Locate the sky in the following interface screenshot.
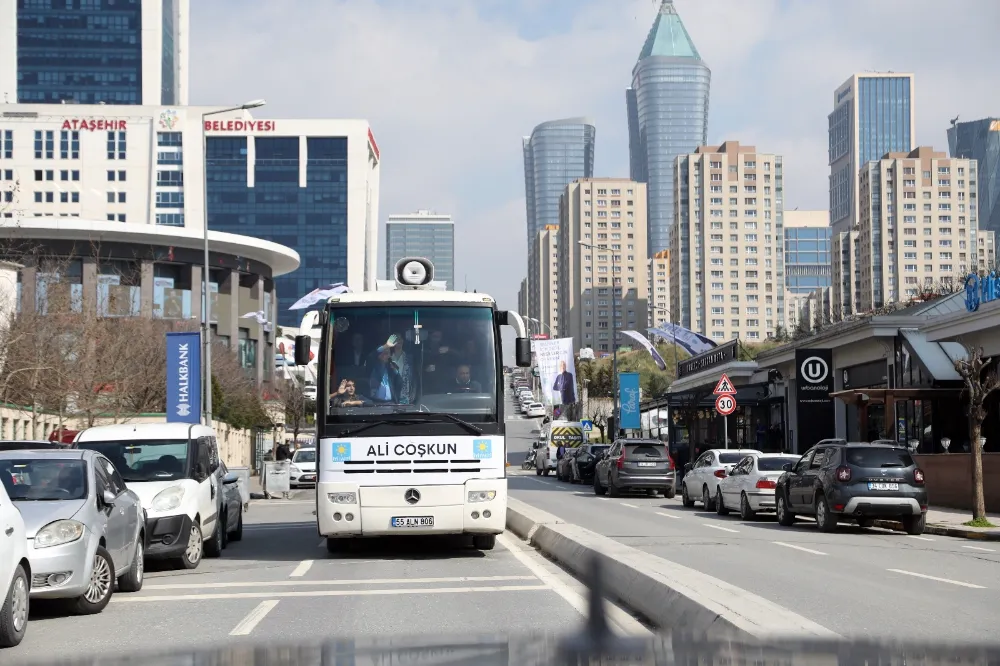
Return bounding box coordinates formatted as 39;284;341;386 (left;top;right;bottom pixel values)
191;0;1000;308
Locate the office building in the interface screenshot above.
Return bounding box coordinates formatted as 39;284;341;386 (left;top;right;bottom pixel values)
522;118;597;247
670;141;785;342
0;0;191;106
625;0;712;256
558;178;648;356
0;104;379;326
385;210;455;289
858;147;979;311
528;224;559;337
828;72;916;320
948;118;1000;239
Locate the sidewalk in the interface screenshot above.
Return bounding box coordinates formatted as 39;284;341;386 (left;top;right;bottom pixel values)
875;506;1000;541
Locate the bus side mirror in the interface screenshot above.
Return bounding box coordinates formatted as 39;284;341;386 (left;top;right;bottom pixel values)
295;335;312;365
516;338;531;368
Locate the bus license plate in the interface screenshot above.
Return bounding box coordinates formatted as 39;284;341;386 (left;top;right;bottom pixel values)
392;516;434;527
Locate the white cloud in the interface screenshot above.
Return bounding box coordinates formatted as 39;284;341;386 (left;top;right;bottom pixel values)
192;0;1000;307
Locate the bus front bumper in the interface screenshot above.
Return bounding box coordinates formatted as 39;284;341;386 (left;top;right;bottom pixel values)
316;478;507;537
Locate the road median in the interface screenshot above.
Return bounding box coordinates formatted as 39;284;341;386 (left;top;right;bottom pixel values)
507;498;839;639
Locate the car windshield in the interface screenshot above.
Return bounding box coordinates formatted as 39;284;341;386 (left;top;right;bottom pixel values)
77;439;189;483
0;458;87;502
292;449;316;462
328;305;497;423
757;456;799;472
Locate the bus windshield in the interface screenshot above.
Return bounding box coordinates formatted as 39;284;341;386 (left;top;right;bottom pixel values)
327;304;497;422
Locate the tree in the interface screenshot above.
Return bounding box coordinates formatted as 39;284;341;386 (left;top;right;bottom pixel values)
955;347;1000;522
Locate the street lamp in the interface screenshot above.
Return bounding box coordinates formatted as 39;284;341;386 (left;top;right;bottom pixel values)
201;99;267;428
577;241;621;440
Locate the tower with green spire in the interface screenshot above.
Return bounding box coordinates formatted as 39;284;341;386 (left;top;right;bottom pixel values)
625;0;712;256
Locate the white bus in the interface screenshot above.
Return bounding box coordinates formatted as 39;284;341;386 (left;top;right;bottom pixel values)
295;258;531;552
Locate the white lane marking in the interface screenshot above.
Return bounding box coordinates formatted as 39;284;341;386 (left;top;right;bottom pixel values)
497;532;652;636
142;572;535;590
771;541;826;555
111;585;549;604
229;599;278;636
289;560;313;578
702;523;740;534
886;569;986;590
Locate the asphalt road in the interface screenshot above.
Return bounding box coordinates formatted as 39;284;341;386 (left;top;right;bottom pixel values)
13;490;649;663
507;417;1000;642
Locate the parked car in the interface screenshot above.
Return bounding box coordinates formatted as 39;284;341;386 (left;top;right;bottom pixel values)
594;439;675;498
774;440;927;535
715;453;799;520
681;449;762;511
0;449;145;615
0;474;31;647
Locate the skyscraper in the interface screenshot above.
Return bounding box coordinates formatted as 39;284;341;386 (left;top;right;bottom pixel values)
522;118;597;247
385;210;455;289
625;0;712;256
828;72;916;320
0;0;190;106
948;118;1000;236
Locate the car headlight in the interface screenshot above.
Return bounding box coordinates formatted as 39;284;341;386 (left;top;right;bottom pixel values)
150;486;184;511
35;520;83;548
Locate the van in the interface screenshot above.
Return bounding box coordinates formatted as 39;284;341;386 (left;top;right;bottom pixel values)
74;423;229;569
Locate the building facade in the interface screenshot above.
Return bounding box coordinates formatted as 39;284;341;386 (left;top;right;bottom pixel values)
858;147;979;311
0;104;379;326
625;0;712;256
385;210;455;289
670;141;785;342
828;72;916;320
522;118;597;247
558;178;648;356
948;118;1000;240
0;0;191;106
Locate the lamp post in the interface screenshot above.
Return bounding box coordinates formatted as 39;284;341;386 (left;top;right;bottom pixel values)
577;241;621;441
201;99;267;428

..............................

Written request: Convert all of the material above into a Markdown table with the columns "Row" and "Material line." Give each line its own numbered row, leave out blank lines, and omit the pictures.

Solution for this exercise:
| Row | Material line |
|---|---|
| 1 | Locate the sky in the following interface screenshot. |
| 2 | Return bounding box coordinates formatted as 39;284;341;386 (left;top;right;bottom pixel values) |
| 3 | 191;0;1000;308 |
| 4 | Locate the office building in the interface screenshot above. |
| 5 | Return bounding box coordinates formatted as 39;284;341;386 (left;top;right;bottom pixel values) |
| 6 | 522;118;597;247 |
| 7 | 670;141;785;342 |
| 8 | 0;0;191;106 |
| 9 | 625;0;712;256 |
| 10 | 558;178;648;356 |
| 11 | 0;104;379;326 |
| 12 | 385;210;455;289 |
| 13 | 858;147;979;311 |
| 14 | 528;224;559;337 |
| 15 | 828;72;916;320 |
| 16 | 948;118;1000;239 |
| 17 | Locate the sidewalk in the interface screenshot above. |
| 18 | Return bounding box coordinates formatted as 39;284;341;386 (left;top;right;bottom pixel values) |
| 19 | 875;506;1000;541 |
| 20 | Locate the bus side mirror in the interface screenshot above. |
| 21 | Return bounding box coordinates formatted as 39;284;341;386 (left;top;right;bottom pixel values) |
| 22 | 295;335;312;365 |
| 23 | 516;338;531;368 |
| 24 | Locate the bus license plate in the interface screenshot above. |
| 25 | Return bounding box coordinates formatted as 39;284;341;386 (left;top;right;bottom pixel values) |
| 26 | 392;516;434;527 |
| 27 | Locate the white cloud in the interface screenshot above. |
| 28 | Return bounding box coordinates formatted as 39;284;341;386 (left;top;right;bottom pixel values) |
| 29 | 192;0;1000;307 |
| 30 | Locate the bus front bumper in the interface screenshot above. |
| 31 | Return bounding box coordinates formatted as 39;284;341;386 (left;top;right;bottom pixel values) |
| 32 | 316;478;507;537 |
| 33 | Locate the road median in the interface screenshot above. |
| 34 | Return bounding box coordinates formatted as 39;284;341;386 (left;top;right;bottom pixel values) |
| 35 | 507;498;839;639 |
| 36 | Locate the car windshield in the interface screenshot above. |
| 37 | Return bounding box coordinates formatted as 39;284;341;386 (left;top;right;bottom pixel values) |
| 38 | 77;439;189;483 |
| 39 | 0;458;87;502 |
| 40 | 292;449;316;462 |
| 41 | 328;305;497;423 |
| 42 | 757;456;799;472 |
| 43 | Locate the bus windshield in the interface screenshot above. |
| 44 | Return bounding box coordinates formatted as 39;284;341;386 (left;top;right;bottom pixel values) |
| 45 | 327;304;497;422 |
| 46 | Locate the tree in the interface screenshot above. |
| 47 | Return bounding box coordinates formatted as 39;284;341;386 (left;top;right;bottom pixel values) |
| 48 | 955;347;1000;522 |
| 49 | Locate the street lamp in the interface screenshot above. |
| 50 | Return bounding box coordinates formatted as 39;284;341;386 (left;top;right;bottom pixel values) |
| 51 | 201;99;267;428 |
| 52 | 577;241;621;440 |
| 53 | Locate the tower with green spire in the interface screenshot above. |
| 54 | Return bounding box coordinates formatted as 39;284;341;386 (left;top;right;bottom pixel values) |
| 55 | 625;0;712;256 |
| 56 | Locate the white bus in the interface screenshot above. |
| 57 | Return bounding box coordinates formatted as 39;284;341;386 (left;top;right;bottom pixel values) |
| 58 | 295;258;531;552 |
| 59 | Locate the white lane marking in the interface screenshot above. |
| 60 | Return bounding box coordinates formatted as 39;284;341;386 (left;top;right;bottom pixel values) |
| 61 | 497;532;652;636 |
| 62 | 142;572;535;590 |
| 63 | 771;541;826;555 |
| 64 | 111;585;549;604 |
| 65 | 229;599;278;636 |
| 66 | 289;560;313;578 |
| 67 | 702;523;740;534 |
| 68 | 886;569;986;590 |
| 69 | Locate the asphalt road in the interface screenshot above. |
| 70 | Return bounding box coordinates formatted as 39;284;341;386 (left;top;right;bottom pixel values) |
| 71 | 13;490;649;663 |
| 72 | 507;417;1000;642 |
| 73 | Locate the parked car in the interface screenshot above. |
| 74 | Return bounding box coordinates formatted as 39;284;341;386 (left;top;right;bottom pixel values) |
| 75 | 594;439;675;498 |
| 76 | 774;440;927;535 |
| 77 | 715;453;799;520 |
| 78 | 681;449;762;511 |
| 79 | 0;449;145;615 |
| 80 | 0;474;31;647 |
| 81 | Locate the skyscraper in the interface screenshot above. |
| 82 | Return bounding box coordinates formatted as 39;284;341;386 (left;top;right;bottom pixel values) |
| 83 | 522;118;597;247 |
| 84 | 385;210;455;289 |
| 85 | 625;0;712;256 |
| 86 | 828;72;916;320 |
| 87 | 0;0;190;106 |
| 88 | 948;118;1000;236 |
| 89 | Locate the car headlight in the interface screenshot above. |
| 90 | Return bounding box coordinates formatted as 39;284;341;386 (left;top;right;bottom pixel values) |
| 91 | 150;486;184;511 |
| 92 | 35;520;83;548 |
| 93 | Locate the van in the interface screenshot above. |
| 94 | Return bounding box coordinates formatted as 39;284;341;386 (left;top;right;bottom pixel values) |
| 95 | 74;423;229;569 |
| 96 | Locate the building facade in the interface screenshot above. |
| 97 | Return bounding box coordinates formatted as 39;284;341;386 (left;top;right;bottom pixel values) |
| 98 | 858;147;979;311 |
| 99 | 0;104;379;326 |
| 100 | 625;0;712;256 |
| 101 | 385;210;455;289 |
| 102 | 670;141;785;342 |
| 103 | 828;72;916;320 |
| 104 | 522;118;597;247 |
| 105 | 558;178;648;356 |
| 106 | 948;118;1000;240 |
| 107 | 0;0;191;106 |
| 108 | Locate the lamp post in the interface screenshot above. |
| 109 | Return bounding box coordinates formatted as 39;284;341;386 (left;top;right;bottom pixel values) |
| 110 | 577;241;621;441 |
| 111 | 201;99;267;428 |